▶ **EXCERTO SELECIONADO**
:::

Fugas - Viagens

Aga Khan/Reuters

O caos e a eternidade no Egipto

Por Manuela Barreto

O Cairo é um desconcerto. O Nilo um alívio. Os templos concebidos para serem eternos. Manuela Barreto relata uma viagem ao Egipto Antigo pensada para "egiptólogos"

Em 12 dias, 50 desconhecidos percorreram de avião, barco, autocarro e (alguns) balão 23 sítios arqueológicos do Egipto Antigo na visita de estudo anual ao Egipto do Instituto Oriental da Faculdade de Letras de Lisboa, sob orientação do professor Luís Manuel Araújo. Quarenta e nove adultos e uma criança de 12 anos (que, heróica, nunca deu sinal de enfado), entre eles sete médicos, duas geólogas, uns quantos professores universitários, uma jurista, uma educadora infantil, duas guias turísticas, além de um notável guia local, uma germanista, um antropólogo, um economista, várias donas de casa, um oficial da Marinha, dois estudantes de História, uma arquitecta paisagista, num mosaico sem tensões, nem queixumes.

A maior parte do tempo ouviam atentos o incansável professor, alguns tirando notas, fotografando, mas rumando também por sua conta e risco, findo o "expediente" do dia, até ao bazar local ou outros lugares. E no termo da viagem houve mesmo uma produção escrita colectiva bem-humorada sobre a "matéria dada". Grupo exemplar? Foi o que nos pareceu, embora nos falte o termo de comparação.

:::

▶ **DADOS FORNECIDOS**
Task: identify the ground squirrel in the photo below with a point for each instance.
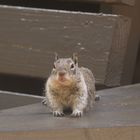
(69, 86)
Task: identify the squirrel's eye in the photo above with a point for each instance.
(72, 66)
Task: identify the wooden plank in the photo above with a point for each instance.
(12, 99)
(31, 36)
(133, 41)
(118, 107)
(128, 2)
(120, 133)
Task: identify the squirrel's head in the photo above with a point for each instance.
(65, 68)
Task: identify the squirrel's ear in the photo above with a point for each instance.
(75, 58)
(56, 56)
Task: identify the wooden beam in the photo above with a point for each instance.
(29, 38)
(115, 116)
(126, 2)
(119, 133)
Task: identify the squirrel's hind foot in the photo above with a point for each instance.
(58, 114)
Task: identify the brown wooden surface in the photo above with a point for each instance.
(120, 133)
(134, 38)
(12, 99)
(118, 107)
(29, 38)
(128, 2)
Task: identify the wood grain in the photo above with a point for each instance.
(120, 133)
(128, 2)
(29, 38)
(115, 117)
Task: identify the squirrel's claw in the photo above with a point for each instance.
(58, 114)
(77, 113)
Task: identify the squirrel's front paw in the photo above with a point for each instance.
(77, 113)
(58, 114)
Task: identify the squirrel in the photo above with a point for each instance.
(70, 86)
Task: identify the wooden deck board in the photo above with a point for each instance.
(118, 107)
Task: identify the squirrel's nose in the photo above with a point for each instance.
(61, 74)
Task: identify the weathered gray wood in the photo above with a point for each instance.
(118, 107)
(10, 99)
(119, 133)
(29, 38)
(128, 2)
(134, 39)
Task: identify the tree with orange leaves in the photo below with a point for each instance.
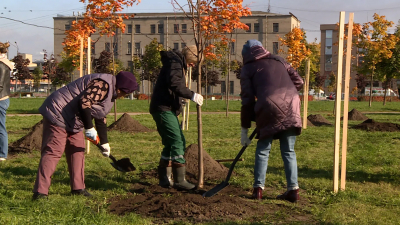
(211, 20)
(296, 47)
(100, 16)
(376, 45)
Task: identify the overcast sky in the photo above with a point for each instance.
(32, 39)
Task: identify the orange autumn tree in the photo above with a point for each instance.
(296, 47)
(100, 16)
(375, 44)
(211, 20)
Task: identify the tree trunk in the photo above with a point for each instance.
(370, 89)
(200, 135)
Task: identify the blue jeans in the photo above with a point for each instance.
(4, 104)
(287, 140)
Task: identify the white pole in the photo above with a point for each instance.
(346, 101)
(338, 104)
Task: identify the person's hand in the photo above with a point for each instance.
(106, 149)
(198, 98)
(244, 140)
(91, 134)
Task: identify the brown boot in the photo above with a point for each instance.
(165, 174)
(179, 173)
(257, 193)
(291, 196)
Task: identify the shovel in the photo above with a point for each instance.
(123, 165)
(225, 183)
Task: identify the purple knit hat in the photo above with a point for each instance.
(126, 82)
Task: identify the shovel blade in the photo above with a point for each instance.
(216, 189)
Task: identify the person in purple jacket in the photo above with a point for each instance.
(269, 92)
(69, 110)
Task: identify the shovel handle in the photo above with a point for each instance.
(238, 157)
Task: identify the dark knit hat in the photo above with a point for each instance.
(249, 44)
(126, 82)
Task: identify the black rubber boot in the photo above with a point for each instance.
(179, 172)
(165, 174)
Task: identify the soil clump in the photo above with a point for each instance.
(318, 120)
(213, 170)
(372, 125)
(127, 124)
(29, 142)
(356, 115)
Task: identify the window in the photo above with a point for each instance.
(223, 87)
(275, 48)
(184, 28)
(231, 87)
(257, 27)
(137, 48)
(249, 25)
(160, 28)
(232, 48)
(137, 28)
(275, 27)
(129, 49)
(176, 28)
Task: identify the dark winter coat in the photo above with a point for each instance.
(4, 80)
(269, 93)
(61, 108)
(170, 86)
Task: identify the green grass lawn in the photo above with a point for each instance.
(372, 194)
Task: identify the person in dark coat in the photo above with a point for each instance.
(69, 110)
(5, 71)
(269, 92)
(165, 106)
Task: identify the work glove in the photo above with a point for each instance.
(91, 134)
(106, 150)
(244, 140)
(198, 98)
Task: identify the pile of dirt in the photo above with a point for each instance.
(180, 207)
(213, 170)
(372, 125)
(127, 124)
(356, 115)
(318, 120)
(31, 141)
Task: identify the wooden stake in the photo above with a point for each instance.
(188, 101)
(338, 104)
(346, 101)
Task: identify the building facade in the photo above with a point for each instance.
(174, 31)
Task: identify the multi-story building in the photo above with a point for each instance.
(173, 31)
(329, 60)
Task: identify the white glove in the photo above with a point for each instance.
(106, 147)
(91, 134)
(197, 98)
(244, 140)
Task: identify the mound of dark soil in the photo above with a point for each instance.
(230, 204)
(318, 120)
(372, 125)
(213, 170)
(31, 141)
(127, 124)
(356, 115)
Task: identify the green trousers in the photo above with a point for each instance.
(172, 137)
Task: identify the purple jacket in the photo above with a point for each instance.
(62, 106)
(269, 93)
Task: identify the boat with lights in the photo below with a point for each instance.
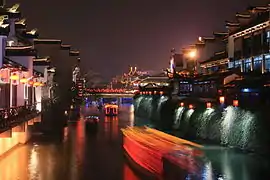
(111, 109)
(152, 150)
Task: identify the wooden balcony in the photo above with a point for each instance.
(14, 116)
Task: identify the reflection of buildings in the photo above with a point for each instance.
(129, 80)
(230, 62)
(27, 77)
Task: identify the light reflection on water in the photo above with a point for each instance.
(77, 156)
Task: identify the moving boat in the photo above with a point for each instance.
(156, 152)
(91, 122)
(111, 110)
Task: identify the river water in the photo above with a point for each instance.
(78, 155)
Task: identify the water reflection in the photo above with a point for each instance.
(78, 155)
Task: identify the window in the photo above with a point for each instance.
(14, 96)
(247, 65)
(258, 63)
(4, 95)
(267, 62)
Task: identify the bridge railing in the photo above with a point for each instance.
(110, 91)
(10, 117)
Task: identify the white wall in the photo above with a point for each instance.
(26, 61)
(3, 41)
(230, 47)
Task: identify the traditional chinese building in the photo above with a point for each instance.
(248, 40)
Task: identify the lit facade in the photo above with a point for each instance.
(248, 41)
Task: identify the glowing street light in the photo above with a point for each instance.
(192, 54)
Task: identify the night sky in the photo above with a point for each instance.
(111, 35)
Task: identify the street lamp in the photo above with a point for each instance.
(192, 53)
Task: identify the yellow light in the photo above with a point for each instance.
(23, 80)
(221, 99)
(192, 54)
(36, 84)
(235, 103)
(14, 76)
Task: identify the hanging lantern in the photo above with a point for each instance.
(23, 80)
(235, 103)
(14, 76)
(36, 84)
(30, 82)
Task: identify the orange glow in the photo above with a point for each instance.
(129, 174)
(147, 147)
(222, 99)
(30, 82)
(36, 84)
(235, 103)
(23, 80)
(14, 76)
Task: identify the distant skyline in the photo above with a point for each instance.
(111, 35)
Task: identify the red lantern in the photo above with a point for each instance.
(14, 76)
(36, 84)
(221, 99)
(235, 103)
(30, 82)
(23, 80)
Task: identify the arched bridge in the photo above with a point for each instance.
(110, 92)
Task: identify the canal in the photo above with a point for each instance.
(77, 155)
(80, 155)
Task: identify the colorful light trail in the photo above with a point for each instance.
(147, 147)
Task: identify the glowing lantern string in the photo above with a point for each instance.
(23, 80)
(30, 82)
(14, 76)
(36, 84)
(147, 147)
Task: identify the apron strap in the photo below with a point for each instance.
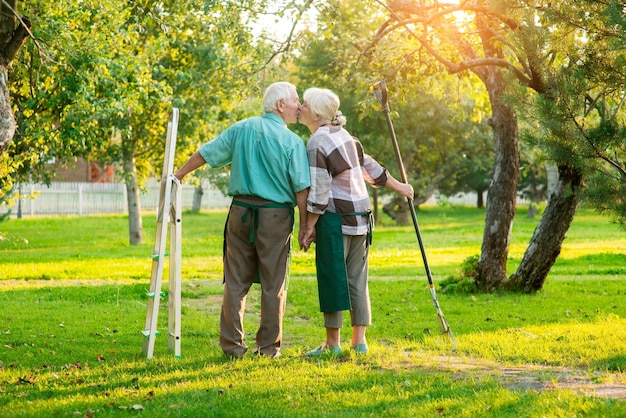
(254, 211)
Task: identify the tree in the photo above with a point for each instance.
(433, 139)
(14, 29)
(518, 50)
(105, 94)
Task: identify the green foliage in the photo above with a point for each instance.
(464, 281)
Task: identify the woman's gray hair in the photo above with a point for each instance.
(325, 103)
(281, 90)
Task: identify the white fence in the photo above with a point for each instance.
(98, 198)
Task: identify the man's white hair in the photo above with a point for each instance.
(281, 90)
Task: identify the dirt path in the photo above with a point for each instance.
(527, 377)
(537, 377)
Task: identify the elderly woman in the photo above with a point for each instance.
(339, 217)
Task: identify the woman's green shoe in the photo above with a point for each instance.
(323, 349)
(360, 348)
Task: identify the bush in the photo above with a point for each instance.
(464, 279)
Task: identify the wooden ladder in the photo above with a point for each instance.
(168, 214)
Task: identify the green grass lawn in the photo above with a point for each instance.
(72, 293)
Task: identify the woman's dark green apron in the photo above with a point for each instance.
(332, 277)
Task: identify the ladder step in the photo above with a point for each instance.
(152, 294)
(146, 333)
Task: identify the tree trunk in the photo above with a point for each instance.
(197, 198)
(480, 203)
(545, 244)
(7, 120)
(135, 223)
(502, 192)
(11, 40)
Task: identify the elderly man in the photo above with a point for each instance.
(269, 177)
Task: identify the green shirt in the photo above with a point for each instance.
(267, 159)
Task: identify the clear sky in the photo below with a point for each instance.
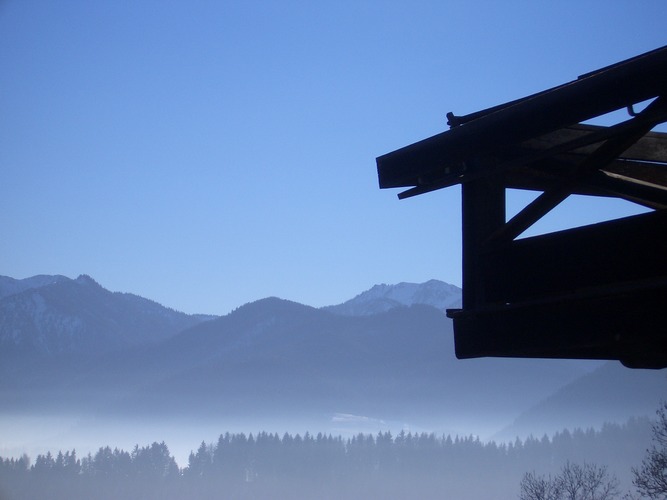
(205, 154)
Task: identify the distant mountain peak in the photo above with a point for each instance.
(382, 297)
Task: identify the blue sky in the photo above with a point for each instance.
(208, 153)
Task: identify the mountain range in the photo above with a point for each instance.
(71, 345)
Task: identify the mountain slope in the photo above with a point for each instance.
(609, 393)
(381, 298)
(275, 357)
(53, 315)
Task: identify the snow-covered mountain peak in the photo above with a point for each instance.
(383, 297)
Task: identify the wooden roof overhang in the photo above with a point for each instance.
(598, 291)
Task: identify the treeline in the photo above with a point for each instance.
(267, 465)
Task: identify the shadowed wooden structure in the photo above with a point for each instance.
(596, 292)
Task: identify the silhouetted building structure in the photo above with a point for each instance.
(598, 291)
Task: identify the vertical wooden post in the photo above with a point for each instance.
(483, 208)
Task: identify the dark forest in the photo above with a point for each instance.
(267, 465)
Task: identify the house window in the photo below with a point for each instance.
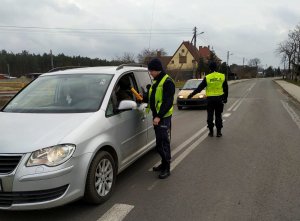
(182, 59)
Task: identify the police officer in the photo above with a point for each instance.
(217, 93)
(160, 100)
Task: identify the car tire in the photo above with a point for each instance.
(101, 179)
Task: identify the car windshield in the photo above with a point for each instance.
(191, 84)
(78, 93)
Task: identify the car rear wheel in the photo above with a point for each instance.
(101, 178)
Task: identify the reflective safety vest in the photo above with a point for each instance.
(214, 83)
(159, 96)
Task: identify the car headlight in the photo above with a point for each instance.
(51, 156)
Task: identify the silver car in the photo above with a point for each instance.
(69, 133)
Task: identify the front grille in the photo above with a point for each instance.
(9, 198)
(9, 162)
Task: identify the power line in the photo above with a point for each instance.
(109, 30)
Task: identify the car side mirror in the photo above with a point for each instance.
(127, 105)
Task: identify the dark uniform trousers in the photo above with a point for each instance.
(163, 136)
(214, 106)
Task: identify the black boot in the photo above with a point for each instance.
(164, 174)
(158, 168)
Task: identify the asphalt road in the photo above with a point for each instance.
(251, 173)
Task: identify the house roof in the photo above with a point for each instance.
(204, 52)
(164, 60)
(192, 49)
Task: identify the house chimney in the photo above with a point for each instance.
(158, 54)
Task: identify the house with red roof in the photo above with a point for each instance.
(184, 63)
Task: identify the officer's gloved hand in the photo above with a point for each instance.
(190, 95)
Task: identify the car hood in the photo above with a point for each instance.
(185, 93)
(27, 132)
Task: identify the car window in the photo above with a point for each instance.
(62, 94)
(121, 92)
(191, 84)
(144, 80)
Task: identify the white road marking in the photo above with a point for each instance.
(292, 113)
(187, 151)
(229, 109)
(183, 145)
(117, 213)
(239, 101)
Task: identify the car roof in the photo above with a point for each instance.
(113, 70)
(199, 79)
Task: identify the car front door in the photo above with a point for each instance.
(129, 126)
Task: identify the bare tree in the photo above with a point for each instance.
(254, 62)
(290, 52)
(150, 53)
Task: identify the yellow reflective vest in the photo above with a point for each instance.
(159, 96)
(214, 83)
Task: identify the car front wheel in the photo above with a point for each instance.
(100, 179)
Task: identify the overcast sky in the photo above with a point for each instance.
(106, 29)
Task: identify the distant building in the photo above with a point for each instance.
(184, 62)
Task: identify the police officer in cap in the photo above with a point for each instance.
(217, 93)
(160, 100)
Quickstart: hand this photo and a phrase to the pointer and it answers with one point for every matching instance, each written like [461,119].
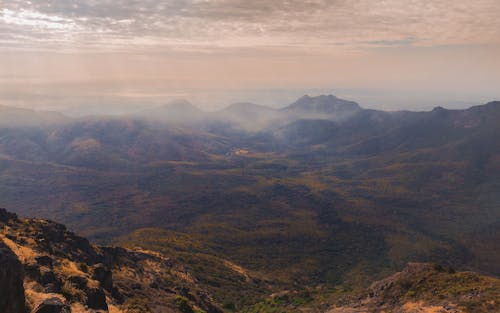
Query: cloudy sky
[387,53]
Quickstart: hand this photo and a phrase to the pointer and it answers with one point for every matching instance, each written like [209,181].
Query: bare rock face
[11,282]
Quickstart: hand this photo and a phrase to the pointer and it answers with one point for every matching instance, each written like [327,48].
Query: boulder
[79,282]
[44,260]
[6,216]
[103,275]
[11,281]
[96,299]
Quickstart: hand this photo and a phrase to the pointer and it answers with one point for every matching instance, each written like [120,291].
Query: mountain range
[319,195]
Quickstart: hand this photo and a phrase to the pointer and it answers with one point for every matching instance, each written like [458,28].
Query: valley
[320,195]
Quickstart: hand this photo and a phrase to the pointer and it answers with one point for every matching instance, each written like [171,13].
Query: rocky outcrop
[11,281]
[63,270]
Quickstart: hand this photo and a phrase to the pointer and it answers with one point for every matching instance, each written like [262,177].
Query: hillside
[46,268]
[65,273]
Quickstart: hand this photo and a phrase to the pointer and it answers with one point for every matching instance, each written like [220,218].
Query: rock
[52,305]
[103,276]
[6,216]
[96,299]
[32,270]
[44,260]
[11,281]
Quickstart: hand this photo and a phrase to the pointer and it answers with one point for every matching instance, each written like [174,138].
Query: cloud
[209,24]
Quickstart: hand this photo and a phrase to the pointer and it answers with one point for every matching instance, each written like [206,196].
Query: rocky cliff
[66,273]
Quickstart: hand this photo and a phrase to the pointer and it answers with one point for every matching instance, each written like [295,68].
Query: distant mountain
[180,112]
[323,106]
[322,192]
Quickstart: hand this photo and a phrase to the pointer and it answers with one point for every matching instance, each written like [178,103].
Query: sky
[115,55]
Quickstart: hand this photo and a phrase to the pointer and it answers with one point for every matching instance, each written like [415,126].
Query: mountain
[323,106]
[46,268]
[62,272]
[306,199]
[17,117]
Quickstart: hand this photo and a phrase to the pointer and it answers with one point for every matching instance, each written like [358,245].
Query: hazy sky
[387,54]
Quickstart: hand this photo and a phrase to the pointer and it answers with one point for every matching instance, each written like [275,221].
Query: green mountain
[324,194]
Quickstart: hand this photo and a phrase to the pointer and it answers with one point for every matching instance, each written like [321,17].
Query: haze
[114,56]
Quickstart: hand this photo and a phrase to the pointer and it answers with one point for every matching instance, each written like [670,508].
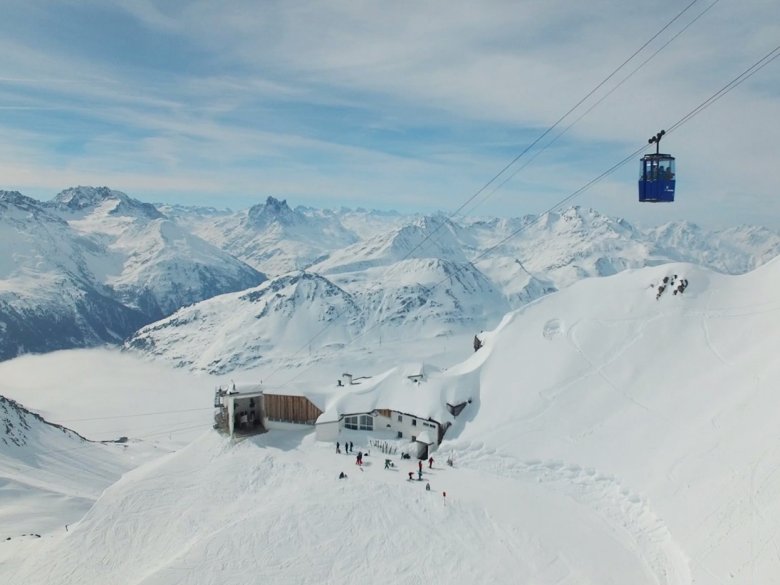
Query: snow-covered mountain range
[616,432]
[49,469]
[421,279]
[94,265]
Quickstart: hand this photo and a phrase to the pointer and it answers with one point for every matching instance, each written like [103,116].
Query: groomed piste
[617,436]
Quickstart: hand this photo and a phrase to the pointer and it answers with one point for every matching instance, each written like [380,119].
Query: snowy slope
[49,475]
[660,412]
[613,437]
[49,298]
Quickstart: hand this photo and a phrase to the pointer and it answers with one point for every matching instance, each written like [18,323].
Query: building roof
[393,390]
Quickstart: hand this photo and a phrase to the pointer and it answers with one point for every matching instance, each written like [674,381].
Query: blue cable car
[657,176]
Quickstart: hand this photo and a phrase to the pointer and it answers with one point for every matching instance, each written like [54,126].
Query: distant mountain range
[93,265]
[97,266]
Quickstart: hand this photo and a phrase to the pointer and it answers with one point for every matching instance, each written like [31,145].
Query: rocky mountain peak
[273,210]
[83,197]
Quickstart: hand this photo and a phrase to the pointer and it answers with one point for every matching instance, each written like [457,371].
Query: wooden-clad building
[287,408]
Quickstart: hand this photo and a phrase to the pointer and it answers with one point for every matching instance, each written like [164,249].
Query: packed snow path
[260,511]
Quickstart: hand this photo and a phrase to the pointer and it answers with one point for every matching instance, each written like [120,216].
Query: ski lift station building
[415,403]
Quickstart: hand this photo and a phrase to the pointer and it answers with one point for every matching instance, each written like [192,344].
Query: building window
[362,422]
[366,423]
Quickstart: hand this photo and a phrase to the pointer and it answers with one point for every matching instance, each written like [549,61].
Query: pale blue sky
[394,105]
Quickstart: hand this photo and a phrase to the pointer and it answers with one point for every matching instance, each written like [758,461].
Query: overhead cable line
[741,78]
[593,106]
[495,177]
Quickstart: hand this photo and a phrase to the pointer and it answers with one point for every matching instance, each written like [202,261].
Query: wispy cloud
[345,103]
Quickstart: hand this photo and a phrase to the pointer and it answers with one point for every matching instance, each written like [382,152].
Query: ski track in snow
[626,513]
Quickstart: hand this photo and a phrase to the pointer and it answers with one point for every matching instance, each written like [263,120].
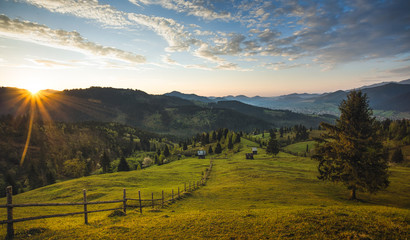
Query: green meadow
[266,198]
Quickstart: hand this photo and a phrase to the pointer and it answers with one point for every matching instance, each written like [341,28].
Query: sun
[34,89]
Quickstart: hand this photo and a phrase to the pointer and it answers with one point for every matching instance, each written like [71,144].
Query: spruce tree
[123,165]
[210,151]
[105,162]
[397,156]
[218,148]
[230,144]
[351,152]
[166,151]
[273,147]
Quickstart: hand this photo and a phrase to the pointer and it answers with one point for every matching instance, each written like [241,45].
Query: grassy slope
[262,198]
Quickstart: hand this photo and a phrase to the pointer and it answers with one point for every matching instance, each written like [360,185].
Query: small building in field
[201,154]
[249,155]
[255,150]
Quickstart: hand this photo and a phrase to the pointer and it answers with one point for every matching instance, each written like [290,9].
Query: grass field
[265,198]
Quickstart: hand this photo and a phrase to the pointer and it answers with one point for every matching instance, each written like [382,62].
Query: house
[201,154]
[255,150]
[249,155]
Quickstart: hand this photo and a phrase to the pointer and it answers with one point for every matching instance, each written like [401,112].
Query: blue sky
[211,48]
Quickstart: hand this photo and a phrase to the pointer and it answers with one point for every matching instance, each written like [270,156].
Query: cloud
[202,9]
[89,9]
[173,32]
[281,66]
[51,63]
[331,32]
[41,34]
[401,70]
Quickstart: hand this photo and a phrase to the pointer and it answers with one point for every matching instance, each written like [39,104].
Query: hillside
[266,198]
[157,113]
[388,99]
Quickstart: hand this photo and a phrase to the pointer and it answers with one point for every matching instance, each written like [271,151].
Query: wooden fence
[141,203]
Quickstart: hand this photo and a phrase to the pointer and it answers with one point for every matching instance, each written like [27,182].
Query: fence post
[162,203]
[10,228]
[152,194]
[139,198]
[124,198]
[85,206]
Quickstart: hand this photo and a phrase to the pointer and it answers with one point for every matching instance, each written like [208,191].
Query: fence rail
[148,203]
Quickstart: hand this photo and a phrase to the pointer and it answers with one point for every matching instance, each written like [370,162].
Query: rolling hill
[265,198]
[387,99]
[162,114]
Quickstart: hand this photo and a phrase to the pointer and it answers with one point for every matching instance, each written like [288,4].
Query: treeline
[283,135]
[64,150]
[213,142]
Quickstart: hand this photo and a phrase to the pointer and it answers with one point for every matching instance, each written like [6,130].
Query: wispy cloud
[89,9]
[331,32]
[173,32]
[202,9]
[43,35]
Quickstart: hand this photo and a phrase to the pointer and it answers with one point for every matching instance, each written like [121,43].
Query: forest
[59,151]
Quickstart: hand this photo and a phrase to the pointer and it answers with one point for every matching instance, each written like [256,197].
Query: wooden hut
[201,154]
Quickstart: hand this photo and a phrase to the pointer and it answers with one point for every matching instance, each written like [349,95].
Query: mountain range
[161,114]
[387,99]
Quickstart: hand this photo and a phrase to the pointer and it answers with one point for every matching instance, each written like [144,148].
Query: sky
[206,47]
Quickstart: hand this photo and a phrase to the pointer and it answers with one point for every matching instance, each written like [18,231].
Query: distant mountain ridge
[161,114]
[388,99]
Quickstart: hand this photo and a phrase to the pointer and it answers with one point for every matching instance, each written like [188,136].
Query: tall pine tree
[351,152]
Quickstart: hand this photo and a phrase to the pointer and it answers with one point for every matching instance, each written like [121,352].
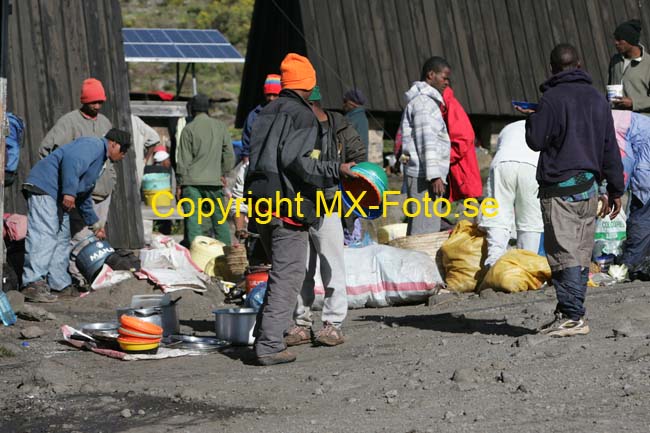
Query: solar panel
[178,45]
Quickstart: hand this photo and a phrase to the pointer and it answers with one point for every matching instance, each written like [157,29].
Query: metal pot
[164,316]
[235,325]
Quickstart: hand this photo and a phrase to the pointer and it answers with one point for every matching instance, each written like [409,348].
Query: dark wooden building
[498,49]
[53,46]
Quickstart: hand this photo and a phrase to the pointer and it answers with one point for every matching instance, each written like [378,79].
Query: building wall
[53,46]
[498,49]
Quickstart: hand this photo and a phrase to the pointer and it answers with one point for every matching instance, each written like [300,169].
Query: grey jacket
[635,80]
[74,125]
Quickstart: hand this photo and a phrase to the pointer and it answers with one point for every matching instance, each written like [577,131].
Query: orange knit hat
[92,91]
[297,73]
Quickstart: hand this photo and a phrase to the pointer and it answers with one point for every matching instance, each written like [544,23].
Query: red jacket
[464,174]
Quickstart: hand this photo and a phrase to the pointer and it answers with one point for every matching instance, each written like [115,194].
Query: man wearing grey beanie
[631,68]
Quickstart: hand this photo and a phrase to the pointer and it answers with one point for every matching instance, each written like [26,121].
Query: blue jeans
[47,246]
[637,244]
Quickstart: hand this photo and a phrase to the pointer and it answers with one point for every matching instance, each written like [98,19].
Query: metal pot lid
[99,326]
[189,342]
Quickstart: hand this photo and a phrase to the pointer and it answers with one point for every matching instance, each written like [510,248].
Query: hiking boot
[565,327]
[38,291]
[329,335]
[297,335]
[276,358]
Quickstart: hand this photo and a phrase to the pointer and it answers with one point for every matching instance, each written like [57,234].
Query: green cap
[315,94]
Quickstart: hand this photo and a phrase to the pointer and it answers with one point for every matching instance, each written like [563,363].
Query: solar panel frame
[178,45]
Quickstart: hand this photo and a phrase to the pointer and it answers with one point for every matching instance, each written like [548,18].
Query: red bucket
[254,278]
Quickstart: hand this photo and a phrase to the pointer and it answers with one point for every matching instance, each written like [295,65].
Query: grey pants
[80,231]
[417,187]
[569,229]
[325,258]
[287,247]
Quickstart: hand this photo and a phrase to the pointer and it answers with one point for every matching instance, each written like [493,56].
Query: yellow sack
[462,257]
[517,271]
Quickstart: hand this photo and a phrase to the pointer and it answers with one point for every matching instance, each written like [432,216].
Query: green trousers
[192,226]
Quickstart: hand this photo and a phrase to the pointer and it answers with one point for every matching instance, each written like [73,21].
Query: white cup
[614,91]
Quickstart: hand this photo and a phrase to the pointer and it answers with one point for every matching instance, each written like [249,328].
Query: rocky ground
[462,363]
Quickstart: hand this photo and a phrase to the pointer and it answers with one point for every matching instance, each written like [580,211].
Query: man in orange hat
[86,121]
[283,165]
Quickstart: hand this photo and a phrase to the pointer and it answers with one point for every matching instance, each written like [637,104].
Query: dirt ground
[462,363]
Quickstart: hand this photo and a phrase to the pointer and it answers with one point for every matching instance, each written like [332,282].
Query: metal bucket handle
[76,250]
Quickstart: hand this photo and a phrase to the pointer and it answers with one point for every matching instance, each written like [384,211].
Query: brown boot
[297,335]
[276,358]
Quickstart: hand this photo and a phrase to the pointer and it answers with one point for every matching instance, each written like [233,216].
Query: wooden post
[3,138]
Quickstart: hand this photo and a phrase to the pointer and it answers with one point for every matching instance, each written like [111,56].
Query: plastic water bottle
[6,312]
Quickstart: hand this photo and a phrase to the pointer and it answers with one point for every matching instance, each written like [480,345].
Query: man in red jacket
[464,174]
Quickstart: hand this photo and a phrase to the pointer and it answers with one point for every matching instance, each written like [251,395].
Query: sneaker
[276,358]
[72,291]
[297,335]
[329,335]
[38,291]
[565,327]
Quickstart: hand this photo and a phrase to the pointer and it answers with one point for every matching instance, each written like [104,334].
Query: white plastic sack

:::

Segundo o texto sobre a viagem ao Egipto, quantos sítios arqueológicos percorreram os participantes em 12 dias? As linhas provêm de uma fonte distinta do texto sobre a viagem ao Egipto.

23 sítios arqueológicos do Egipto Antigo.